━━ Supplied data ━━
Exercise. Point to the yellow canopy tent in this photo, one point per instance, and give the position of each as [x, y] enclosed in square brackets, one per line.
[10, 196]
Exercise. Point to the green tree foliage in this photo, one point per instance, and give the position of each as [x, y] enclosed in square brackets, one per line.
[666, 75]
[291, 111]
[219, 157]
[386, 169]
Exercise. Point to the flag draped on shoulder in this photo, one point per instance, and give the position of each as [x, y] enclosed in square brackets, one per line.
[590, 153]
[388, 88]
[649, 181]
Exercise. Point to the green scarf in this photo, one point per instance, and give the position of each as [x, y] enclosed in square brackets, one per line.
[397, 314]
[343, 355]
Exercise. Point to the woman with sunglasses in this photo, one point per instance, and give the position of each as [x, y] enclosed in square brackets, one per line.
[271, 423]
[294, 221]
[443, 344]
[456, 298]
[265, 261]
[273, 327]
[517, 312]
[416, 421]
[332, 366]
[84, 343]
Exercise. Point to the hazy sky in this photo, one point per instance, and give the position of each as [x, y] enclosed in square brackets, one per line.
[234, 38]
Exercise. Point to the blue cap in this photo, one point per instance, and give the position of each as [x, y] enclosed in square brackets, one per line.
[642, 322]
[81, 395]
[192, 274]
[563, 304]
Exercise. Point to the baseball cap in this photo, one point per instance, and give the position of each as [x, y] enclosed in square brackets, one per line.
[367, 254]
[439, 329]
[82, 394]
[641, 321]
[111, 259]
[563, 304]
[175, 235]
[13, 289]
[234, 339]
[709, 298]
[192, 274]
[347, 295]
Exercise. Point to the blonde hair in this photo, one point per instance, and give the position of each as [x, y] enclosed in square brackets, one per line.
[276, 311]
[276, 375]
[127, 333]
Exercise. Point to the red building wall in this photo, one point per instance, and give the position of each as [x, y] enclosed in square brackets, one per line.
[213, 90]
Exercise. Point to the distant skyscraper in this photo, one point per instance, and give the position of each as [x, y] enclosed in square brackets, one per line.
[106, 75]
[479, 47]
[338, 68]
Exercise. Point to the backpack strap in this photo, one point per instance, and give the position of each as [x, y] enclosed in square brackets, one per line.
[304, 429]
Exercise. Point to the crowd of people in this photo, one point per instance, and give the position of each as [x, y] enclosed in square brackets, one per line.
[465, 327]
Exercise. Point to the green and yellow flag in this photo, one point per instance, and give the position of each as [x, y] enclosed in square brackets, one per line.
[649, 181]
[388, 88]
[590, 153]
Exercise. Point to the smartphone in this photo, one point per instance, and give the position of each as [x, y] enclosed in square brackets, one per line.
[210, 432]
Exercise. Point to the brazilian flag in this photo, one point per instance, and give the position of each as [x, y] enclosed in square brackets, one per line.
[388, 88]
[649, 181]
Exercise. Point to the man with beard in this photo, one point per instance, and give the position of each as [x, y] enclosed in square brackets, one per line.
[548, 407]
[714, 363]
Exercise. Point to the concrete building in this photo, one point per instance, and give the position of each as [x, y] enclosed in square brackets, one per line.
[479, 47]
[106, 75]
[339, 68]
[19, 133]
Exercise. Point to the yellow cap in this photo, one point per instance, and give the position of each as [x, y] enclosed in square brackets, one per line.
━━━
▶ [What is expected]
Each line from the one containing "Exercise. Point to the smartphone" to the final line of the entries above must be returned exactly, and no other line may appear.

▶ [Final result]
Exercise. Point to the smartphone in this photo, one point per instance, and give the position of each as [x, y] enclosed in square brackets, one per line.
[210, 432]
Exercise. Point to the brazilian flag in this photo, one point per instance, and give the position of each as [x, y] enclosed in square brackets, one per line.
[388, 88]
[649, 181]
Exercise. Point to the man with beard in this photo, one point per instance, and give the position of each as [x, y] enclosed in square brackets, one per line.
[548, 407]
[714, 363]
Exercise. Point to the concrete building in this photo, one point per instance, and give the position of each as [x, y] enclosed in square brackets, one per line.
[479, 47]
[106, 75]
[339, 68]
[19, 133]
Exercise. Point to the yellow cap in this photo, one point per instance, and give the position of each as [x, y] enclosed in square brackets, one per line.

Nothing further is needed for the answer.